* _TUGAS ANDA_:
1: Kumpulkan setiap baris dalam daftar yang memuat kata "framed", dengan memperhatikan huruf besar dan huruf kecil.
2: Lanjutkan teks tentang Al-Waqidi, dimulai setelah kalimat terakhir yang ditampilkan.

* _TEKS YANG DIBERIKAN_:
· · · ·

KeislamanSejarah

Al Waqidi Sejarawan Islam Generasi Awal

3 Mins read

Al-Waqidi lahir di Madinah tahun 130 Hijriah/748 Masehi dan wafat di Baghdad tahun 207 H/823 M. Ia merupakan Ulama hadis, ahli fiqih, pengembara dan sejarawan Arab terkenal. Nama lengkapnya adalah Abu Abdullah Muhammad bin Umar al-Waqidi al-Islami.

Sejak usia muda ia sudah bergelut dalam bidang ilmu, sebagaimana para penuntut ilmu pada masanya. Ia mengembara dari satu kota ke kota lainnya untuk mencari para ilmuwan yang biasa dijadikan tempat berguru terutama dari kalangan Tabiin. Pengembarannya berkisar di Mekah, Madinah, Ta’if, Jiddah, kota-kota Syam (Suriah), Baghdad, dan lain-lain.

Guru Al-Waqidi

Gurunya adalah para ahli hadis dan fikih seperti Muhammad bin Ajlan, Ibnu Juraij (wafat 150 H), Ma’mar bin Rasyid, Ibnu Abi Zi’b, Aflah bin Humaid al-Auza’i, Imam Malik dan Imam Sufyan as-Sauri (wafat 116 H) dan lainnya di Kota Madinah.

· · · ·

* _DATA LATIHAN INI_:
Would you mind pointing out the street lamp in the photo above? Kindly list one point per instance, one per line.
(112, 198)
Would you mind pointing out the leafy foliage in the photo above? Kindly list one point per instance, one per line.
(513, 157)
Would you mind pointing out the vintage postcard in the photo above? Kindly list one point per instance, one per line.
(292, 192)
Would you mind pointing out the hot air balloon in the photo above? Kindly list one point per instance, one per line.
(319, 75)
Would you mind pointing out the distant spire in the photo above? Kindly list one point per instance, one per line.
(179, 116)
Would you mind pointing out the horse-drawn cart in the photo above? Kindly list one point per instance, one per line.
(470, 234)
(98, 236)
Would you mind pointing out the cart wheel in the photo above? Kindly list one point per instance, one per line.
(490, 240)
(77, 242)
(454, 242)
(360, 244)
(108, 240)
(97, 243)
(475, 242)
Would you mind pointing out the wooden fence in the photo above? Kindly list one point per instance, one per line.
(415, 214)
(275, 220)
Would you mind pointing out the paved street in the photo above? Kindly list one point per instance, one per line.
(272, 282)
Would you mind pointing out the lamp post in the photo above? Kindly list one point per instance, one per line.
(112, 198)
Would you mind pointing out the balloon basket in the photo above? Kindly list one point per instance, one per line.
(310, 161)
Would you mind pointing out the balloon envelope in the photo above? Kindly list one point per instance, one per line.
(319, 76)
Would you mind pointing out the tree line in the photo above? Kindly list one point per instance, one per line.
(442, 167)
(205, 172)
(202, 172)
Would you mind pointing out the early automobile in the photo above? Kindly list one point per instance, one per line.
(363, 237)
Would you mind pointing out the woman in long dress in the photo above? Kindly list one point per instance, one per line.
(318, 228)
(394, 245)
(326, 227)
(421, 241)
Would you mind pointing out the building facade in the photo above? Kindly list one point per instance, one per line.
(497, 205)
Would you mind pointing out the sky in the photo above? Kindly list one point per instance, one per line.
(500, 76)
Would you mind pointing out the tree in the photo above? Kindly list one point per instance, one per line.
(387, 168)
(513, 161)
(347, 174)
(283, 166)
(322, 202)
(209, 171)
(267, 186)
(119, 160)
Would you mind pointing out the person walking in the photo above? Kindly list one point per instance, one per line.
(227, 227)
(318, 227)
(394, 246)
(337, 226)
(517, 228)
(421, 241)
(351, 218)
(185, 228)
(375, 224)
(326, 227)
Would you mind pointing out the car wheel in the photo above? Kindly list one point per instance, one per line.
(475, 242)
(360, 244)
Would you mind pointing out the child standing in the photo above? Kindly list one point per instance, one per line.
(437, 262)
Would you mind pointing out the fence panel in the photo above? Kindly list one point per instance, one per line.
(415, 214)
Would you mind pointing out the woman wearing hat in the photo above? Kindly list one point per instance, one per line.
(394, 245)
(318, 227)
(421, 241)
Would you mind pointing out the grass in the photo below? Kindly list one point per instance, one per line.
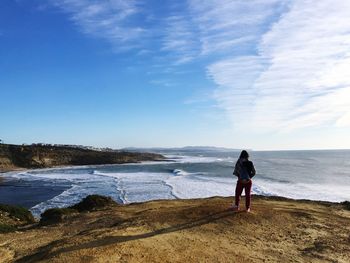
(93, 202)
(4, 228)
(18, 212)
(55, 215)
(346, 204)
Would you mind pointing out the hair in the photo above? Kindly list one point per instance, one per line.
(244, 154)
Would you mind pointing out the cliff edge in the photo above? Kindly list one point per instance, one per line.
(45, 156)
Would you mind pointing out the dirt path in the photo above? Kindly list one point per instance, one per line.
(202, 230)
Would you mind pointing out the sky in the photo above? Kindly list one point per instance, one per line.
(257, 74)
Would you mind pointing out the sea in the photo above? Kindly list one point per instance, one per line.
(192, 173)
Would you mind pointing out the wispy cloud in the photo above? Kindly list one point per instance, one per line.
(298, 78)
(277, 65)
(107, 19)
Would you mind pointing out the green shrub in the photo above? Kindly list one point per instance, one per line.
(93, 202)
(6, 228)
(346, 204)
(18, 212)
(55, 215)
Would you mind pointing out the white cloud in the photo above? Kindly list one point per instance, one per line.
(107, 19)
(299, 77)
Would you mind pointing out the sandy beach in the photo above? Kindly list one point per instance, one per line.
(197, 230)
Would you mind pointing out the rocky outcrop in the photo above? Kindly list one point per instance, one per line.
(44, 156)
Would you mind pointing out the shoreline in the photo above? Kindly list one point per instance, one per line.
(191, 230)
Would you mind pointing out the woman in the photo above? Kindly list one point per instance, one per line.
(244, 170)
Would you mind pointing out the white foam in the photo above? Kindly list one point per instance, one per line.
(329, 192)
(192, 159)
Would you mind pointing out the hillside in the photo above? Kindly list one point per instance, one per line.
(198, 230)
(45, 156)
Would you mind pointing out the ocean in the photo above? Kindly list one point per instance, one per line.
(195, 173)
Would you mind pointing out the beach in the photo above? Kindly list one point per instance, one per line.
(196, 230)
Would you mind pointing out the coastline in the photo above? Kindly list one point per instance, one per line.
(194, 230)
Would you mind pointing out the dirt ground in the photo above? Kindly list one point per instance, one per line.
(199, 230)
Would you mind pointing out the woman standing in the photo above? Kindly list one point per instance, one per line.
(244, 170)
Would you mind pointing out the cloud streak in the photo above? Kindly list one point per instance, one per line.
(299, 77)
(106, 19)
(277, 65)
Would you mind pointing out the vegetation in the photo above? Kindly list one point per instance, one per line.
(89, 203)
(5, 228)
(93, 202)
(18, 212)
(346, 204)
(56, 215)
(44, 156)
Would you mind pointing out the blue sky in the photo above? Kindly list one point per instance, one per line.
(259, 74)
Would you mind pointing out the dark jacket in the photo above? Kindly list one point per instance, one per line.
(244, 164)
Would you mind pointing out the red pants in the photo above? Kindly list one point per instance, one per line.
(247, 189)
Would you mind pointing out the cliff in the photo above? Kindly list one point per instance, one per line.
(197, 230)
(45, 156)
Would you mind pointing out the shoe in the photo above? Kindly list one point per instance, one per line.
(235, 207)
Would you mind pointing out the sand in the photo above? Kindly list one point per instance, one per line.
(199, 230)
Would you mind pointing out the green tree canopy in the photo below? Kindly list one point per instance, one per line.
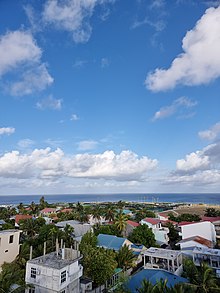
(143, 235)
(125, 258)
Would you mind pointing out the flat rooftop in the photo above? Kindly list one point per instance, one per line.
(9, 231)
(162, 253)
(64, 258)
(207, 251)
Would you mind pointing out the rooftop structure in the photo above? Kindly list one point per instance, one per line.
(9, 245)
(153, 275)
(79, 228)
(169, 260)
(112, 241)
(203, 229)
(55, 272)
(209, 256)
(195, 241)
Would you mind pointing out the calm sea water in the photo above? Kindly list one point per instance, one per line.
(209, 198)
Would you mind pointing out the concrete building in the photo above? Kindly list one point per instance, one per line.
(129, 228)
(56, 272)
(160, 233)
(112, 242)
(209, 256)
(79, 228)
(203, 229)
(188, 244)
(166, 259)
(9, 245)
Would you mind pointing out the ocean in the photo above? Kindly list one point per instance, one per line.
(207, 198)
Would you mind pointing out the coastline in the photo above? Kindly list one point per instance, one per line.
(142, 198)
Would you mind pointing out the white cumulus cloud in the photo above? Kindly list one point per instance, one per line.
(48, 164)
(211, 133)
(72, 16)
(192, 162)
(200, 168)
(49, 103)
(178, 106)
(7, 130)
(86, 145)
(19, 51)
(199, 63)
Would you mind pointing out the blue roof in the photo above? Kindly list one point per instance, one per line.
(153, 275)
(110, 241)
(137, 246)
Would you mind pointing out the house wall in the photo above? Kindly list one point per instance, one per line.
(191, 244)
(148, 224)
(8, 251)
(48, 279)
(203, 229)
(161, 235)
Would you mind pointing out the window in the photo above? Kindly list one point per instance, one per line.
(11, 238)
(63, 277)
(33, 273)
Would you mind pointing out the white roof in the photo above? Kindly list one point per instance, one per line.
(207, 251)
(162, 253)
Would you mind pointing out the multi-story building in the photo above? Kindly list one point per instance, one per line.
(165, 259)
(208, 256)
(56, 272)
(203, 229)
(160, 233)
(9, 245)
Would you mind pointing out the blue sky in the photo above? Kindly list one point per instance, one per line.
(102, 96)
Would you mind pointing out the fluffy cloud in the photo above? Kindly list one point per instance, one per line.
(19, 51)
(48, 164)
(7, 130)
(199, 63)
(211, 133)
(25, 143)
(193, 162)
(198, 168)
(49, 103)
(177, 106)
(87, 145)
(72, 16)
(74, 117)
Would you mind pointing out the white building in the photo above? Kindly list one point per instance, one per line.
(56, 272)
(188, 244)
(166, 259)
(160, 233)
(209, 256)
(9, 245)
(203, 229)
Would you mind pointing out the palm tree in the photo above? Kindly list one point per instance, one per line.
(110, 212)
(120, 221)
(146, 287)
(20, 207)
(68, 233)
(125, 258)
(33, 207)
(201, 278)
(97, 212)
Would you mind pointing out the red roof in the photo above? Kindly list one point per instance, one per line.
(183, 223)
(199, 240)
(132, 223)
(66, 210)
(210, 219)
(21, 217)
(153, 221)
(48, 210)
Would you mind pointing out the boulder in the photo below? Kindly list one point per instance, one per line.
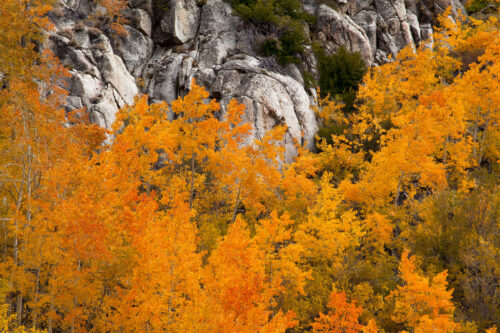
(343, 31)
(179, 23)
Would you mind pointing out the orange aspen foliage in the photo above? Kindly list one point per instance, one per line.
(237, 292)
(421, 304)
(342, 317)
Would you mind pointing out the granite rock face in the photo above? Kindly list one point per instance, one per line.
(165, 48)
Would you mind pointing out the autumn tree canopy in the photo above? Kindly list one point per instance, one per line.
(179, 224)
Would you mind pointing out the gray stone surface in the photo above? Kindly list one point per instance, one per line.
(164, 50)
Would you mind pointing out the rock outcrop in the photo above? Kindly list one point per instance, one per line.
(164, 49)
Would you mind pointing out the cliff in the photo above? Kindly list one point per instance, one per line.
(166, 46)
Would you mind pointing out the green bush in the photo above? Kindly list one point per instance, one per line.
(287, 17)
(474, 6)
(340, 75)
(341, 72)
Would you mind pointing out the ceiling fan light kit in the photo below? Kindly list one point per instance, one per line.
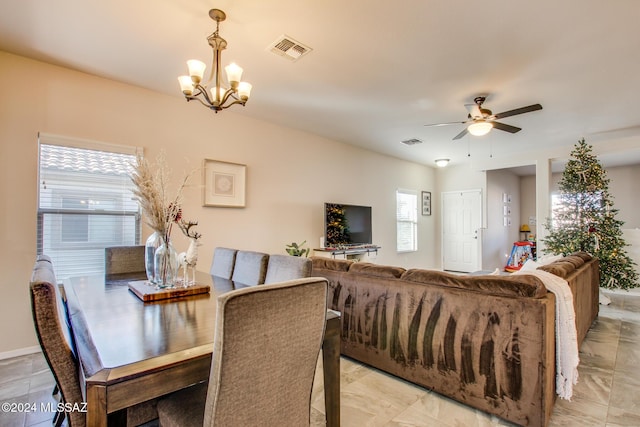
(480, 120)
(480, 128)
(221, 97)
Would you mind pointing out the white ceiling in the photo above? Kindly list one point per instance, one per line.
(378, 71)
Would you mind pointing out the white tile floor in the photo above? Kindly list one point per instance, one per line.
(607, 394)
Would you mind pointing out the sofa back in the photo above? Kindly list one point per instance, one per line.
(582, 273)
(485, 341)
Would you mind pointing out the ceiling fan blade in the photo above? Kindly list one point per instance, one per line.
(474, 110)
(506, 128)
(445, 124)
(517, 111)
(461, 134)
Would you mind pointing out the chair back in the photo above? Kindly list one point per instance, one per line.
(250, 268)
(224, 260)
(49, 319)
(266, 346)
(285, 267)
(122, 261)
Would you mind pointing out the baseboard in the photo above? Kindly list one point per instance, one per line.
(19, 352)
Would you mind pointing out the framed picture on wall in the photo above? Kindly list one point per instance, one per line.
(426, 203)
(224, 184)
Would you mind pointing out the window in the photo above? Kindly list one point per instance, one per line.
(84, 203)
(407, 220)
(571, 210)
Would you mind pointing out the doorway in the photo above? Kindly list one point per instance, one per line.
(461, 230)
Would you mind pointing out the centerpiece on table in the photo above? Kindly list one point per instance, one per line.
(161, 210)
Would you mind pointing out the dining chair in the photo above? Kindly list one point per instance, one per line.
(223, 262)
(52, 322)
(266, 345)
(124, 261)
(250, 268)
(55, 337)
(286, 267)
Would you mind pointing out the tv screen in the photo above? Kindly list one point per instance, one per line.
(347, 224)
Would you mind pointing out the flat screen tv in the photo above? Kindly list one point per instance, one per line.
(347, 225)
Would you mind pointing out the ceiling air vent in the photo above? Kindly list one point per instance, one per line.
(288, 48)
(412, 141)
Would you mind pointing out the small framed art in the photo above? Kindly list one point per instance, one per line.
(426, 203)
(224, 184)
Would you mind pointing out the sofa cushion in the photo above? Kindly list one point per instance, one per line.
(575, 260)
(369, 269)
(519, 286)
(560, 268)
(330, 264)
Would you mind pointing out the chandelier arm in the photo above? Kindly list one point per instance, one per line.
(230, 93)
(237, 101)
(193, 98)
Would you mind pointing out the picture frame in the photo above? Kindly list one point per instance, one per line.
(223, 184)
(426, 203)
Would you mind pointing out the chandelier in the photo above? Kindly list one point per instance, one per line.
(220, 97)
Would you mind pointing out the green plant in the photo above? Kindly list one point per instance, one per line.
(295, 249)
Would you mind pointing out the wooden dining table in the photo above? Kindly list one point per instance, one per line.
(132, 351)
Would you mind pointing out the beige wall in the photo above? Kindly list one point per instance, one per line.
(290, 174)
(498, 238)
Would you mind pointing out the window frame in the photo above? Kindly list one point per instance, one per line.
(411, 220)
(117, 217)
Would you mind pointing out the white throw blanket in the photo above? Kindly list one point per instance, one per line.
(567, 358)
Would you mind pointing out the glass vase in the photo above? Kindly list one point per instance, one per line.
(153, 243)
(166, 265)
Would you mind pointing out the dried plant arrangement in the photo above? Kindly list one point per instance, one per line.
(160, 207)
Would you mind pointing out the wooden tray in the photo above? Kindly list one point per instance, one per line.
(150, 293)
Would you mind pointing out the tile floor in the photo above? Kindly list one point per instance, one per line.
(607, 394)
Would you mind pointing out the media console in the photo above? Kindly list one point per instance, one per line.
(365, 253)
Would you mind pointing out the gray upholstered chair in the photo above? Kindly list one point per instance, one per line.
(265, 349)
(54, 336)
(250, 268)
(286, 267)
(223, 262)
(124, 262)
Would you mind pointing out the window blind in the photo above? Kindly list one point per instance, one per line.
(407, 220)
(85, 203)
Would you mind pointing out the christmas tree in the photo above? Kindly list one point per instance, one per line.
(337, 226)
(584, 219)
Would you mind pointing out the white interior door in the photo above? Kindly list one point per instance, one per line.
(461, 234)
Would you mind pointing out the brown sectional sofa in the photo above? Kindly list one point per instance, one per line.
(486, 341)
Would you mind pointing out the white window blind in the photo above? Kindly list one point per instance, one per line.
(407, 220)
(85, 203)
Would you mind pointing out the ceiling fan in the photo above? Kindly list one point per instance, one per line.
(481, 120)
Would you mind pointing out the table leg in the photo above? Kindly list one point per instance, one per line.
(96, 406)
(331, 366)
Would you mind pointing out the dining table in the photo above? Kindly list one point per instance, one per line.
(131, 351)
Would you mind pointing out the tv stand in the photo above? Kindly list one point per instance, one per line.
(362, 253)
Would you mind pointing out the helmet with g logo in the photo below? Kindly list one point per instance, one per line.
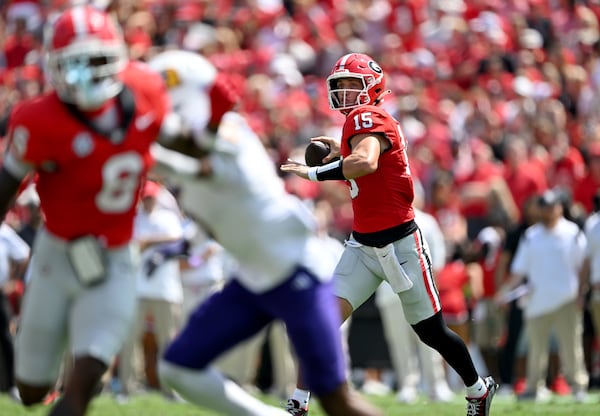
(363, 68)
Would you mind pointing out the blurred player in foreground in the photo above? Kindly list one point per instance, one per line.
(386, 243)
(232, 187)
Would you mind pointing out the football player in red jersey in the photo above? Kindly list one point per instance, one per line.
(88, 141)
(386, 243)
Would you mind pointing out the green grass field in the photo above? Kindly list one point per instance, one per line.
(155, 405)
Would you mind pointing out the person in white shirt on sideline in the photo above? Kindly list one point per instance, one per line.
(590, 273)
(159, 289)
(551, 254)
(412, 360)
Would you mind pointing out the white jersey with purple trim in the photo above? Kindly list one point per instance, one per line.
(244, 203)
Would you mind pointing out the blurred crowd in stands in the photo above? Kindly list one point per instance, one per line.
(499, 99)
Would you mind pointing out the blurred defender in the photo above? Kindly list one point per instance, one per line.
(234, 190)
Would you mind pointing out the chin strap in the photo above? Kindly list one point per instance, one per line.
(380, 99)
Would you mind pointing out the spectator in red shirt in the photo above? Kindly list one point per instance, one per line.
(523, 177)
(586, 187)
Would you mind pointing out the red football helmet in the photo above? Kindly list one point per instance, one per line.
(362, 67)
(85, 52)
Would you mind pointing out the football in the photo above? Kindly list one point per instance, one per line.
(315, 152)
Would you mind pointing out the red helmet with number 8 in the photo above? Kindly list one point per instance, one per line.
(362, 67)
(85, 52)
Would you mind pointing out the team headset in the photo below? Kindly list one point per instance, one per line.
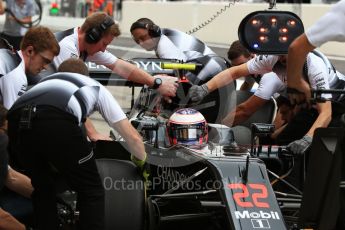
(95, 34)
(153, 30)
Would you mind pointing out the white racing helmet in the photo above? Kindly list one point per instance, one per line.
(187, 127)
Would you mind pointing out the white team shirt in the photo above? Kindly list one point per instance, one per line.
(69, 48)
(73, 93)
(329, 27)
(319, 75)
(13, 83)
(182, 51)
(270, 84)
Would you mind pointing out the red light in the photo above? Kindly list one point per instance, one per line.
(263, 38)
(283, 39)
(256, 22)
(283, 30)
(263, 30)
(291, 23)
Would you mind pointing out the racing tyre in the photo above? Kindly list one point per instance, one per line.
(124, 194)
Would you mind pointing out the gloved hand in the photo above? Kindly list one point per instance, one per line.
(196, 93)
(142, 166)
(301, 145)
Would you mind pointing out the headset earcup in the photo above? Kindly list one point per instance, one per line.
(93, 36)
(154, 30)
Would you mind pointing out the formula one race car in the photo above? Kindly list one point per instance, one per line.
(216, 185)
(199, 177)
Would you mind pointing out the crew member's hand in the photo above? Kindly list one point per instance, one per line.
(168, 87)
(142, 166)
(300, 146)
(196, 93)
(299, 93)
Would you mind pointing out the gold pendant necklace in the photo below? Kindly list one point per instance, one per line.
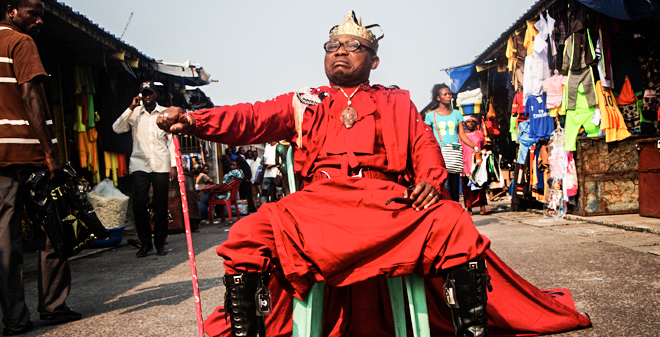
(349, 115)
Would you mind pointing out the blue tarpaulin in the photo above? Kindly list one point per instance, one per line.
(625, 9)
(458, 76)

· · · ·

* _HASIL TIAP TUGAS_:
1:
Would you mind pointing out the framed picture on wall in the photo above? Kindly list one point per instance, one per line.
Would you mind pointing out the small framed art in the photo above? Kindly list one point per instance, one per line.

2:
Setelah ia tumbuh menjadi ulama hadis, para penuntut ilmu datang kepadanya untuk belajar dan meriwayatkan hadisnya, seperti para ahli hadis, berikut ;Muhammad bin Sa’ad (sekretarisnya sendiri), Abu Bakar bin Abi Syaibah, Muhammad bin Yahya al-Azdi, Muhammad Syuja’ as-Salji, Abu Bakar as-Sagani, Muhammad bin Faraj al-Azraq dan lainnya.

Dalam pengembarannya mencari hadis, ia sampai ke Baghdad pada tahun 180 H. Dari sana ia berangkat ke Suriah, kembali ke Baghdad. Setelah menetap di Baghdad, ia diangkat menjadi Kadi (Hakim) oleh Khalifah Abbasiyah yaitu Harun ar-Rasyid dan kemudian al-Ma’mun. Ia terus menangani persoalan peradian sampai ia wafat.

Perpustakaan pribadinya penuh dengan buku. Pada waktu ia pindah tempat tinggalnya di kota Baghdad, buku-bukunya diangkut dengan 120 ekor unta. Ia seorang ulama yang produktif menulis.

Menurut Ibnu Nadim di dalam kitabnya al-Fihrist, al-Waqidi meninggalkan 30 judul buku dalam berbagai ilmu seperti ulumul Qur’an, hadis, fikih, dan sejarah. Akan tetapi sebagian besar bukunya membahas peristiwa sejarah. Karyanya banyak dikutip oleh muridnya yang sejarawan, Ibnu Sa’ad (wafat 230 H/844 M) dan Abu Ja’far Muhammad bin Jarir Tabari. Imam Ath-Thabari mengutip pendapatny di 317 tempat di dalam bukunya Tarikh at-Tabari yaitu menyangkut sejarah Rasulullullah Shallallahu alaihi wasallam dan sejarah kekhalifahan sampai tahun 179 H.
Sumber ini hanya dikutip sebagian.